Goal: Below are some records; reproduce every one of them exactly.

Listing:
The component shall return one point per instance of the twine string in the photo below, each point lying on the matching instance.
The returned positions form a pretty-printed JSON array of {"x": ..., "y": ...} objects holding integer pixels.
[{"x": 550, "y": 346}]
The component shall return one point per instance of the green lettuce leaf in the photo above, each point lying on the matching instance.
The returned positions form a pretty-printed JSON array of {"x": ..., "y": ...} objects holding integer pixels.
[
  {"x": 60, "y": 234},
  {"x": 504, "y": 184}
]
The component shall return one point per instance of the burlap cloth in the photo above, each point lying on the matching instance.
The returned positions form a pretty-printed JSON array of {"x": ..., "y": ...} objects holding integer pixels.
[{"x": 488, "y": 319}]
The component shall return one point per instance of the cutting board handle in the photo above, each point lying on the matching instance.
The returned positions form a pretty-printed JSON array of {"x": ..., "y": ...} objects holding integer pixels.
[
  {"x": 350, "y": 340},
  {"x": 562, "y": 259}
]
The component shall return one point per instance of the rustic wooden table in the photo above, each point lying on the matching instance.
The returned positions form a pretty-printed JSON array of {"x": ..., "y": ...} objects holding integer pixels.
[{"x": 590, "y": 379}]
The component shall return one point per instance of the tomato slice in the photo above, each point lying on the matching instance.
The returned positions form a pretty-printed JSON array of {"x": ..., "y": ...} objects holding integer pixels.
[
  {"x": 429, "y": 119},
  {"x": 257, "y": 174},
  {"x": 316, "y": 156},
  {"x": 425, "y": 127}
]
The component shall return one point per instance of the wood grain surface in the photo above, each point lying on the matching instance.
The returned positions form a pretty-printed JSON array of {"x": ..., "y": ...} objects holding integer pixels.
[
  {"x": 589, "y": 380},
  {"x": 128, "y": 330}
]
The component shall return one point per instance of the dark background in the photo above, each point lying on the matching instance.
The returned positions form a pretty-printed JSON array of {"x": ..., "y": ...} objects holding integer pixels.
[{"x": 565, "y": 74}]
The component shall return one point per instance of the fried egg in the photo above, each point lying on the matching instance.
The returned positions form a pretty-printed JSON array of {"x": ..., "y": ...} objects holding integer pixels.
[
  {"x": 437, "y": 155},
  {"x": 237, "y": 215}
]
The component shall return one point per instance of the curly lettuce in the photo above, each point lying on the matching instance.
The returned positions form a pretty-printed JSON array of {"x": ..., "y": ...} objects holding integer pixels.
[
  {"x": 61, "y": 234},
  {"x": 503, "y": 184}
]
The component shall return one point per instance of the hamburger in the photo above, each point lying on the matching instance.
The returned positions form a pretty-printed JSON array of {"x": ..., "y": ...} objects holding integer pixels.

The response:
The component shall return one point per instance of the twine string in the photo below, each point lying on the matching instance.
The returned positions form a pretty-printed JSON array of {"x": ..., "y": ...} objects holding integer pixels.
[{"x": 550, "y": 346}]
The component shall return one point per instance of the green lettuce leaf in the photo above, each point lying on the matching instance.
The returned positions form a pretty-printed JSON array of {"x": ..., "y": ...} objects holding integer pixels.
[
  {"x": 60, "y": 234},
  {"x": 504, "y": 184}
]
The component shall return one point per instance of the burlap cloth in the photo above, each point lying on the matching instance.
The returned positions form a pretty-printed JSON array of {"x": ..., "y": ...} objects holding integer pixels.
[{"x": 488, "y": 319}]
The component shall return one point per instance of the cutting board handle in the photo above, each point lying on the matching instance.
The returned positions form a pretty-printed JSON array of {"x": ..., "y": ...} objects holding integer pixels.
[
  {"x": 350, "y": 340},
  {"x": 562, "y": 259}
]
The component shall return one point per instance of the rustic wooden table in the photo above, each point lying on the matching instance.
The returned positions form a pretty-printed JSON array of {"x": ..., "y": ...} objects holding integer pixels.
[{"x": 590, "y": 379}]
The component shall return one point per instance of the tomato slice in the photo above, each point lying on the matching instance.
The returned positions form a pretty-printed JSON array of {"x": ..., "y": ...} objects holding integer pixels.
[
  {"x": 429, "y": 119},
  {"x": 257, "y": 174},
  {"x": 316, "y": 156},
  {"x": 425, "y": 127}
]
The component shall return one point per instance of the wood grain surface in the photo above, each point lying on the matching instance.
The returned positions form a pretty-printed JSON array of {"x": ..., "y": ...} objects holding integer pixels.
[
  {"x": 589, "y": 380},
  {"x": 128, "y": 330}
]
The component shall return one point per instance of the dark background in the photo above, each point lying on the matching instance.
The returned positions form a pretty-printed JSON array of {"x": ..., "y": ...} objects holding integer pixels.
[{"x": 565, "y": 74}]
The component shall return one point per instance of the fried egg in the photo above, each point lying on the matching instance.
The returned positions form a pretty-printed JSON array of {"x": ..., "y": ...} objects holding integer pixels.
[
  {"x": 437, "y": 155},
  {"x": 237, "y": 215}
]
The component shall return one point per instance of the curly lettuce in the photo above, each point lying on the matching instance.
The returned positions form a pretty-printed JSON array of {"x": ..., "y": ...} objects holding integer pixels.
[
  {"x": 61, "y": 234},
  {"x": 503, "y": 184}
]
The component shall return one point per instance of the hamburger in the photo above, each point lying on the matching instance.
The returned positions form a pretty-printed JSON array of {"x": ..., "y": ...} objects holding integer pixels.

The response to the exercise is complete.